Passage provided:
+---+

People its friday...

patienceGC

Registered Users (C)
I guess everyone is happy after seeing all the approvals on this board. I am pretty happy but could use some good jokes. So please post if you have any. It will definitely cheer up some of the unfortunate Octoberites who havent heard anything yet! :(
 
Some work for Brain

Not sure, if you can handle some work for Brain, but It's really good.. I could answer only 3 of them...

1.A murderer is condemned to death. He has to choose between three
rooms. The first is full of raging fires, the second is full
of assassins with loaded guns, and the third is full of lions
that haven't eaten in 3 years. Which room is safest for him?

2.A woman shoots her husband. Then she holds him under water for
over 5 minutes. Finally, she hangs him. But 5 minutes later they
both go out together and enjoy a wonderful dinner together.
How can this be?

+---+

Segmentation data:

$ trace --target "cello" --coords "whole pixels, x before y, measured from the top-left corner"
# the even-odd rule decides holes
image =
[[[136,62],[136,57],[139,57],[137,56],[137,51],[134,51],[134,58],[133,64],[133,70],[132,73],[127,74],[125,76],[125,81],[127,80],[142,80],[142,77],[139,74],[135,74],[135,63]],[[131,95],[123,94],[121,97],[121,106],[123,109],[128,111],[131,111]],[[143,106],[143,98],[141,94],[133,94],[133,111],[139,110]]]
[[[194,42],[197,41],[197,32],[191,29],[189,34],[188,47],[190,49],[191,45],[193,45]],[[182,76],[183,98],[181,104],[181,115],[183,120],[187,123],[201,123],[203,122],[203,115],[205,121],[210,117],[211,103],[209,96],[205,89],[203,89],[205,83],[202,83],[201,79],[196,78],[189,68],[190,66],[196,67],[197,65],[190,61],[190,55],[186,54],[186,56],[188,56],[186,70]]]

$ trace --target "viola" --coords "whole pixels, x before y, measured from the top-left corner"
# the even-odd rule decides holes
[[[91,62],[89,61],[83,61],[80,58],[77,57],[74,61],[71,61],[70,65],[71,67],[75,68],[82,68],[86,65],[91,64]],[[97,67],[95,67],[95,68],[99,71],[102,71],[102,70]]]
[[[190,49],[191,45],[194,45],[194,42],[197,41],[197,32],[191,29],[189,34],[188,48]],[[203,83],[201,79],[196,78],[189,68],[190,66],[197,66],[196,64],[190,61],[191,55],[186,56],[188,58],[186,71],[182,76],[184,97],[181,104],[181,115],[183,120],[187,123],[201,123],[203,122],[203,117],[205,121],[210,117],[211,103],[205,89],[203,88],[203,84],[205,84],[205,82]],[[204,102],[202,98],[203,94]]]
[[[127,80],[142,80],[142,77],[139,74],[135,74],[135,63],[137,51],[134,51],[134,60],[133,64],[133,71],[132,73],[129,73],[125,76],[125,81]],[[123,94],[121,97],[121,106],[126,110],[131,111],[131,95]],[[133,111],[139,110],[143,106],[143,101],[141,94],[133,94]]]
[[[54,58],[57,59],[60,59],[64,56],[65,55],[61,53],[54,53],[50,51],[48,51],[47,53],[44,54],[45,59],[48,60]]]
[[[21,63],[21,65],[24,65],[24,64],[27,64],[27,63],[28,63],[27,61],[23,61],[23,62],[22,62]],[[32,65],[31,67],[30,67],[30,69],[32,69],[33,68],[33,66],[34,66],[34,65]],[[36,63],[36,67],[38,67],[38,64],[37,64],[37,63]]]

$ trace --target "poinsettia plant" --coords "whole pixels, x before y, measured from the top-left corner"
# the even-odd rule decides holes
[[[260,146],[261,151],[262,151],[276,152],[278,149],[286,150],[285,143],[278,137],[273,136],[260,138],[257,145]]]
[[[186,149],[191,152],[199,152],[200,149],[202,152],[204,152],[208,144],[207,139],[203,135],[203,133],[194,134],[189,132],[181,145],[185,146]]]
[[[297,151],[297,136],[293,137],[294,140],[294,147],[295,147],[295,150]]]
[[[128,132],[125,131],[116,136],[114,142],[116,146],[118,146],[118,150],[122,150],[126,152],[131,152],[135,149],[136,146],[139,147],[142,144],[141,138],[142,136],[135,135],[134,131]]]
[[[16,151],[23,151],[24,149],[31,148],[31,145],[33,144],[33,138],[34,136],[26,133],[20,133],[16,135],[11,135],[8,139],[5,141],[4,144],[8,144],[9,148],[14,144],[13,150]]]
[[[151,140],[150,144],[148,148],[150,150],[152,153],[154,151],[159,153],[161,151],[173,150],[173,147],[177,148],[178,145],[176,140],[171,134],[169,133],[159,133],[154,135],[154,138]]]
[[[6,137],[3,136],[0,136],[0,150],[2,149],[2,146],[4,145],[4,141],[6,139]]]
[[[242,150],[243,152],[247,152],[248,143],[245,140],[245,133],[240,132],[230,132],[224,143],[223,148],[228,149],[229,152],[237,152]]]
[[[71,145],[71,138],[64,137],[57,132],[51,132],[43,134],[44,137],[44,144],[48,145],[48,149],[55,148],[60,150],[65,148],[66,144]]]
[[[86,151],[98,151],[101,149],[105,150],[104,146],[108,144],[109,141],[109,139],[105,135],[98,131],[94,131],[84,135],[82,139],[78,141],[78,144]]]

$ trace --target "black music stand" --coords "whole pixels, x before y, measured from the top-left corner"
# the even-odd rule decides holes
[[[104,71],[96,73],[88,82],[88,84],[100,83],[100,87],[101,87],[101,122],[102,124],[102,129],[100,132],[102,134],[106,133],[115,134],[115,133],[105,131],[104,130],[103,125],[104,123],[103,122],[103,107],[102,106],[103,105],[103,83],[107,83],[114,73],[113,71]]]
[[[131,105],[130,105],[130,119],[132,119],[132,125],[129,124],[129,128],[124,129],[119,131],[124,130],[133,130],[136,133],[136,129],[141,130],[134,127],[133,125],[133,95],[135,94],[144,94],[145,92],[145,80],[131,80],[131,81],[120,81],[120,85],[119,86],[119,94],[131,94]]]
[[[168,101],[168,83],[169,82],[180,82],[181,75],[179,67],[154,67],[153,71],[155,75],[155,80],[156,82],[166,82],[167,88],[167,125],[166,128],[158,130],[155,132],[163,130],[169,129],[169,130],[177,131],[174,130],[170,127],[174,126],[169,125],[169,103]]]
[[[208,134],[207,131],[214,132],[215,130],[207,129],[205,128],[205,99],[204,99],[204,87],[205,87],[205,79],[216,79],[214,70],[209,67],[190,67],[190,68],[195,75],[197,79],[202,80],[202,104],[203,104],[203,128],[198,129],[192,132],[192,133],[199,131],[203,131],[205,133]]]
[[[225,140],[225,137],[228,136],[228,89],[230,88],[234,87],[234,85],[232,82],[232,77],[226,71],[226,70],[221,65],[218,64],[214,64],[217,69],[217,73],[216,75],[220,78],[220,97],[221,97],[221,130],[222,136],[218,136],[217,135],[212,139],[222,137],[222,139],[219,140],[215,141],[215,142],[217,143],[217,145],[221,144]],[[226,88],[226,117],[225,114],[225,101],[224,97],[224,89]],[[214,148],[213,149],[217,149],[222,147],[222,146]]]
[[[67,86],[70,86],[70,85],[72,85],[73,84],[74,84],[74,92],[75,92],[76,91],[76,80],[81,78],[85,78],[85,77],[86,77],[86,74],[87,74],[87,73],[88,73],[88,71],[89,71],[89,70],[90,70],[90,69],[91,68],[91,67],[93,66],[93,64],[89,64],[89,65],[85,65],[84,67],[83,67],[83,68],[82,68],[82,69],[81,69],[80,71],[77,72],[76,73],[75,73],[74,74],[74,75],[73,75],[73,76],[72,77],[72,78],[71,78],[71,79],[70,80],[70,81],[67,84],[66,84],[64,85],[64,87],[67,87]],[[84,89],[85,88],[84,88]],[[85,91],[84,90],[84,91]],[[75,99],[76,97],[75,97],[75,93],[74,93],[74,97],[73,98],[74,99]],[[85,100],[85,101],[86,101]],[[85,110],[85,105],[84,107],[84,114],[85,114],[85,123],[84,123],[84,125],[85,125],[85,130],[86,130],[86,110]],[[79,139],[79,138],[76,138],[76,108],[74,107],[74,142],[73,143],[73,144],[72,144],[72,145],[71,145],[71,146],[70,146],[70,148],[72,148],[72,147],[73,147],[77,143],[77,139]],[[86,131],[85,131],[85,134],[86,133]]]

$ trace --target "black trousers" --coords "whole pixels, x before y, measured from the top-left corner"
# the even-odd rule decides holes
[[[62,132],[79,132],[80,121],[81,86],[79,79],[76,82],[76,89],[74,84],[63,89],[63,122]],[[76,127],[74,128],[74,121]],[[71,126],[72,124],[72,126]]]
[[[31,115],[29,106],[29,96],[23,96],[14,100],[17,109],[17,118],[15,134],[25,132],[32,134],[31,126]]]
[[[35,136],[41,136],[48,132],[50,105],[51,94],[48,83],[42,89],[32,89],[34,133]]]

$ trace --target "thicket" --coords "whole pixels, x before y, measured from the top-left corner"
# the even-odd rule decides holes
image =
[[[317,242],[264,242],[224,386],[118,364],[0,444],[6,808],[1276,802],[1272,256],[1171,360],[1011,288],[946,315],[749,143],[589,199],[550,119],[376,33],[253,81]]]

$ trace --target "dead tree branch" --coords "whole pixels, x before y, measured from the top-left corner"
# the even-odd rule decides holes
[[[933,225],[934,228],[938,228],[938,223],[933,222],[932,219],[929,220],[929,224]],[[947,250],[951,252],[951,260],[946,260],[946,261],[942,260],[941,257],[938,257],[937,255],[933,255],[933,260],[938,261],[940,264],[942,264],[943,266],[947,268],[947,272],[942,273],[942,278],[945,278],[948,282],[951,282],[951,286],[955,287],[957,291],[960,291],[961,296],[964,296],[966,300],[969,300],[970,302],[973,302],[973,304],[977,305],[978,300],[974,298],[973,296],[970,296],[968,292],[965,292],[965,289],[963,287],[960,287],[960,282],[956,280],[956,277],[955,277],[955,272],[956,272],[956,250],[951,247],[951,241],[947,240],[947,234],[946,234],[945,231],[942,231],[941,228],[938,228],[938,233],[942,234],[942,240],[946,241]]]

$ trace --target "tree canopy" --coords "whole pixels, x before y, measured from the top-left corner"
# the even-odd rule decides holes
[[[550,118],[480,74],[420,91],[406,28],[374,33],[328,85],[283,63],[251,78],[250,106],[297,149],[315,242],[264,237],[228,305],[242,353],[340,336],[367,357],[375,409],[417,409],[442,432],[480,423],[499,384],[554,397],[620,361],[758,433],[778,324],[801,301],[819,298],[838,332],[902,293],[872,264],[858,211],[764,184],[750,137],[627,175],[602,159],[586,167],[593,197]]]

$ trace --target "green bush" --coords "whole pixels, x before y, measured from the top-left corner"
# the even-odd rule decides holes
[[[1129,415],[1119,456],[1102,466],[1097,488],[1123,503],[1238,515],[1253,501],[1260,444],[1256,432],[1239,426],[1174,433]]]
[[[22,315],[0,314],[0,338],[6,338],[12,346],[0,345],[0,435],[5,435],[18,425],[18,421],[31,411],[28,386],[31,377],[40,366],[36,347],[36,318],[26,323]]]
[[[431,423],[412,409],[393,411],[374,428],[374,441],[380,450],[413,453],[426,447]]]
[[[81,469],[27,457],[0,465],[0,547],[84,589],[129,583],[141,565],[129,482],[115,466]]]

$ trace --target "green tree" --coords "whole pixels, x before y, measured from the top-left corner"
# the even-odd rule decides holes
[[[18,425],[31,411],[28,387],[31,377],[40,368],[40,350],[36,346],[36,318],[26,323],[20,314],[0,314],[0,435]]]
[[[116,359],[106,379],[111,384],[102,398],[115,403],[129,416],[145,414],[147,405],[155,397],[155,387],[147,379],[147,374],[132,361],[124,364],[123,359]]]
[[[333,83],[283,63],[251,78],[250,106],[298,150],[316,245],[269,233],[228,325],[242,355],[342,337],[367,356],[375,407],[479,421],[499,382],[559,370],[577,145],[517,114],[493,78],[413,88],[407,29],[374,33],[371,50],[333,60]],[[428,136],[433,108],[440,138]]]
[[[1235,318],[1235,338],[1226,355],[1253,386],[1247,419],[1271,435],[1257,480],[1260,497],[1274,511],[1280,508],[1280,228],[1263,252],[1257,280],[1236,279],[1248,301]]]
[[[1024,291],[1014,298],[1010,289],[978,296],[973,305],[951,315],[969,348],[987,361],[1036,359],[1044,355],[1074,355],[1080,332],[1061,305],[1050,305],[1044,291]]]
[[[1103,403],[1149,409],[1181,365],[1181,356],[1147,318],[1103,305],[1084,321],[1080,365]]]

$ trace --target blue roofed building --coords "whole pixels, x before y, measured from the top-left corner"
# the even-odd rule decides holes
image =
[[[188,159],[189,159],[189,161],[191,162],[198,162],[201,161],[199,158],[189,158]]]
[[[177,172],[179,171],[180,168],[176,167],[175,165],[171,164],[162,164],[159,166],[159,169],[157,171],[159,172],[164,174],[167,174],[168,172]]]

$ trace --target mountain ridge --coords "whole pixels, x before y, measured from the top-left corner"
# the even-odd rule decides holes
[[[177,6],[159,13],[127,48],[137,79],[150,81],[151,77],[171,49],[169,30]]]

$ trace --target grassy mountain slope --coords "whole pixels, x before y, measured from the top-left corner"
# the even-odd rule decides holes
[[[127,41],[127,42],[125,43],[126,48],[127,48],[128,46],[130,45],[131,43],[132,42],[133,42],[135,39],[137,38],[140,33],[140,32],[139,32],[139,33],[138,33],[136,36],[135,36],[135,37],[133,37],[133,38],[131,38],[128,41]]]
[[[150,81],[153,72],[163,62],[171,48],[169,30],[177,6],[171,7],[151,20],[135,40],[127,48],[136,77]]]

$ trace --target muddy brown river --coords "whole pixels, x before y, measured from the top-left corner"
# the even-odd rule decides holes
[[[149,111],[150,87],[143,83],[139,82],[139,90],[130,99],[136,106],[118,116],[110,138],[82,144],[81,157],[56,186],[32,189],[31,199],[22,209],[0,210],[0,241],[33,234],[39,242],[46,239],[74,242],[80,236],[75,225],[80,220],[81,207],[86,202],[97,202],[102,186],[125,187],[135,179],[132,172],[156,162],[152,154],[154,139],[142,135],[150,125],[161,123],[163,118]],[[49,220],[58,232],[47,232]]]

+---+

Things to do:
1. In the forum post, how long have the lions in the third room gone without eating?
2. Repeat a section of the forum post word for word, beginning at the words "Not sure, if" and stopping after "safest for him?".
The records have no connection to the forum post.

Task-by-task solutions:
1. 3 years.

2.
Not sure, if you can handle some work for Brain, but It's really good.. I could answer only 3 of them...

1.A murderer is condemned to death. He has to choose between three
rooms. The first is full of raging fires, the second is full
of assassins with loaded guns, and the third is full of lions
that haven't eaten in 3 years. Which room is safest for him?